Instructions for the task:
Extract the lines of the listing below from its very first line through the line containing "<point>289,753</point>", both included, and reproduce them word for word.

(Coordinate labeling data)

┌────────

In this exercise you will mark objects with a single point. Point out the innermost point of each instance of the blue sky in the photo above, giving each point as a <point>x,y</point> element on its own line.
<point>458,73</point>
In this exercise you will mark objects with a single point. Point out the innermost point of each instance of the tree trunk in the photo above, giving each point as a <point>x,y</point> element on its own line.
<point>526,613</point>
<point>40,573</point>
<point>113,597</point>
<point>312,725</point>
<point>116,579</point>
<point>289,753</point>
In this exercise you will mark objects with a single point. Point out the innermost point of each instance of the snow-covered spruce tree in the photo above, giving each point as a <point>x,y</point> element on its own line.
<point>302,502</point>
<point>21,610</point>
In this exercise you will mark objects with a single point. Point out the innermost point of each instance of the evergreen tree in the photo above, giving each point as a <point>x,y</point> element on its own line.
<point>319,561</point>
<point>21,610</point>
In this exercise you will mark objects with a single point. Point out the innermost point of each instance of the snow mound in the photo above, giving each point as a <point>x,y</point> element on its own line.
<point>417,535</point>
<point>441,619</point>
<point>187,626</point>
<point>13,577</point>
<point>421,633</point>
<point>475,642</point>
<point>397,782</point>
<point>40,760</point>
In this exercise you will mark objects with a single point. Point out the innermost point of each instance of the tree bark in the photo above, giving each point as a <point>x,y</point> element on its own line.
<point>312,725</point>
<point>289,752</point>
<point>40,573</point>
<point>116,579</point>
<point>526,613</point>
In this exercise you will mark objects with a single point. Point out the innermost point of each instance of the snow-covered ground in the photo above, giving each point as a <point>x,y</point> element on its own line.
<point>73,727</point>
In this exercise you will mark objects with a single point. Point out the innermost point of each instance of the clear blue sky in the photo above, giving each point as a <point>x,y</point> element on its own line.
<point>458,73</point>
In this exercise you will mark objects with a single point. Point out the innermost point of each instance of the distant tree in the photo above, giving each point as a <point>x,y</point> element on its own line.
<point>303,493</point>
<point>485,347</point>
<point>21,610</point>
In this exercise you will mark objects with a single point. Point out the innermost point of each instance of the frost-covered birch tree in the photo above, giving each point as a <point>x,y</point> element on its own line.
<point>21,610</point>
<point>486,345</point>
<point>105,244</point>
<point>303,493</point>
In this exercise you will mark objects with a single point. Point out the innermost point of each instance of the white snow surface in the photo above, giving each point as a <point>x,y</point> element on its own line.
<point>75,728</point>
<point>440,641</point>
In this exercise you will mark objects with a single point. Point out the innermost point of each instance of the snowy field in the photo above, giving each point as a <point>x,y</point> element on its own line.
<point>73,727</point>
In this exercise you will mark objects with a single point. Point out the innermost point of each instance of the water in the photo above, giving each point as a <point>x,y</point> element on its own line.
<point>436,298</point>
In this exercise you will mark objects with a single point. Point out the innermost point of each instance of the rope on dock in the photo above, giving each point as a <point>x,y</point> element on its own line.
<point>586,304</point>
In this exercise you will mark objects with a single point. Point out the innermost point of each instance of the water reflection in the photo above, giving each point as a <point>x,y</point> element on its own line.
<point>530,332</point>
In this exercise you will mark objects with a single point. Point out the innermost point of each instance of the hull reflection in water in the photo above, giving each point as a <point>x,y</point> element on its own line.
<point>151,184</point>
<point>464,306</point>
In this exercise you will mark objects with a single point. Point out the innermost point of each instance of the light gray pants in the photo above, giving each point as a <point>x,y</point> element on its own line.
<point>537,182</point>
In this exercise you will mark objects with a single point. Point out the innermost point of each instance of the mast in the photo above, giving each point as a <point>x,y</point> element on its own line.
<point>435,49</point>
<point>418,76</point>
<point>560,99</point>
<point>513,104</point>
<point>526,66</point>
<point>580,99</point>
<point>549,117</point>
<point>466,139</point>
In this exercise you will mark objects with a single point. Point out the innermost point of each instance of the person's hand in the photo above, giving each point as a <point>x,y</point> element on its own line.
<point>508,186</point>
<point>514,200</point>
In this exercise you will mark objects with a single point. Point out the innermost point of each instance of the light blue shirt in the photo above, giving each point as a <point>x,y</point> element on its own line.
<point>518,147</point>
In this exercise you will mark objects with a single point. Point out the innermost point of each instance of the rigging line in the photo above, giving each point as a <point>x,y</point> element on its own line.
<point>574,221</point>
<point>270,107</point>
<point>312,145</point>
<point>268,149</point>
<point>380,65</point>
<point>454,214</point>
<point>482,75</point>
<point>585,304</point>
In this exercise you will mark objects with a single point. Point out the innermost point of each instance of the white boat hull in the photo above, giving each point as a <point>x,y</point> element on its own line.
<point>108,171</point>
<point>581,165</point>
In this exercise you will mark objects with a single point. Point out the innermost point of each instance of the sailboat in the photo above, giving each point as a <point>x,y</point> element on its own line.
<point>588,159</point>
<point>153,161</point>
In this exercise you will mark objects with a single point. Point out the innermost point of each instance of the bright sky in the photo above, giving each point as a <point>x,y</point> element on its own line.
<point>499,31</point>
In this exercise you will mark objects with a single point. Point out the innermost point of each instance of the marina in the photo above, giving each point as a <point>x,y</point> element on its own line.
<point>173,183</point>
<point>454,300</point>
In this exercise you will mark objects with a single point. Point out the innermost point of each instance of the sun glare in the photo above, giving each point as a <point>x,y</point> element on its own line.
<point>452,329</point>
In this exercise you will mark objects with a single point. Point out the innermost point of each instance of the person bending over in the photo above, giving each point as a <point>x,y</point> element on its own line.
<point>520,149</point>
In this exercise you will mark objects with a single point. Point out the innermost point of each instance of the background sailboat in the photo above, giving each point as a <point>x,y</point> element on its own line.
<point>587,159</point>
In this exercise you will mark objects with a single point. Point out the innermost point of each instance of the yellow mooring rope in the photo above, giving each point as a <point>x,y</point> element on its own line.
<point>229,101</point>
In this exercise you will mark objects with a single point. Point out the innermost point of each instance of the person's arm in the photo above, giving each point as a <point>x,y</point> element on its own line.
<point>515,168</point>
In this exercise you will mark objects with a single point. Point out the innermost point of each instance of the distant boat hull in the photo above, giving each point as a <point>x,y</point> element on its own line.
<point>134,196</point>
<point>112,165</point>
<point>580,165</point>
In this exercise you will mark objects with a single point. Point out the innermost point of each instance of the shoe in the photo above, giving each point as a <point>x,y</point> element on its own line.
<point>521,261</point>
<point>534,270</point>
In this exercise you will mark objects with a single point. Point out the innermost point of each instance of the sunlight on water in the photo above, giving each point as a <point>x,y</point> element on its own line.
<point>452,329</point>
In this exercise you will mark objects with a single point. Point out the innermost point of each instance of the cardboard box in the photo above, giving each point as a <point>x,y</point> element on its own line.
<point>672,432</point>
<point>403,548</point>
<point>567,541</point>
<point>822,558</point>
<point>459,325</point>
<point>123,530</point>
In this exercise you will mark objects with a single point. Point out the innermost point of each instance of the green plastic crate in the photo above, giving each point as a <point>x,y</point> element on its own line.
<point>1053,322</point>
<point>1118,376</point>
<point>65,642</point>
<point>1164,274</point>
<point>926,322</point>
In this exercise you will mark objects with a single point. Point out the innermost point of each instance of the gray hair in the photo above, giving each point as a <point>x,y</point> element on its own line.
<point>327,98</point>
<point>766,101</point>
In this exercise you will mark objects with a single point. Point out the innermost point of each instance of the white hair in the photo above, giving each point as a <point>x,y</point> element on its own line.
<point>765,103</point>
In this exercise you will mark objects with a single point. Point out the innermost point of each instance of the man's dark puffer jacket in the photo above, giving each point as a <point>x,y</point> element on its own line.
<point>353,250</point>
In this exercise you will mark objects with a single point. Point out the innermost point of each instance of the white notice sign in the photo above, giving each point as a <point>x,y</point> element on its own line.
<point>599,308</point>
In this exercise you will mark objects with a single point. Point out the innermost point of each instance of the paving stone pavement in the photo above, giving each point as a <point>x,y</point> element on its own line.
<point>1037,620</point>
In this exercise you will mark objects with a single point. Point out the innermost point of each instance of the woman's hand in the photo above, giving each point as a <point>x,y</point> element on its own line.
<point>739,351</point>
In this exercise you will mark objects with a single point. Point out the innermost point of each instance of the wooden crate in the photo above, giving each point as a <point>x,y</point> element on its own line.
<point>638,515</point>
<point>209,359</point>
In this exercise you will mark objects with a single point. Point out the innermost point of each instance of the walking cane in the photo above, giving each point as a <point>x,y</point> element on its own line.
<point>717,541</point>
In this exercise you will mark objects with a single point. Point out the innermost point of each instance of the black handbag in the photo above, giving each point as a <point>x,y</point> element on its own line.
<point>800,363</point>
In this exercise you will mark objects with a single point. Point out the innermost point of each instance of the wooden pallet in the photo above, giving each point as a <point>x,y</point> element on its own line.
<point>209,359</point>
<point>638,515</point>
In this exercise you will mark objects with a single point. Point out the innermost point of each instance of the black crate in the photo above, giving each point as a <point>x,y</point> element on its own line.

└────────

Response to this task:
In this exercise you will mark objects with a single point. Point out the innermost point of each instance of the blue sky in the photo above, giving each point as a <point>x,y</point> element on its own line.
<point>458,73</point>
In this exercise you will mark objects with a single point. Point out the innermost point of each instance of the tree trunk in the photo above, giving each point as a <point>x,y</point> element on its own line.
<point>526,613</point>
<point>40,573</point>
<point>113,597</point>
<point>312,725</point>
<point>116,579</point>
<point>289,753</point>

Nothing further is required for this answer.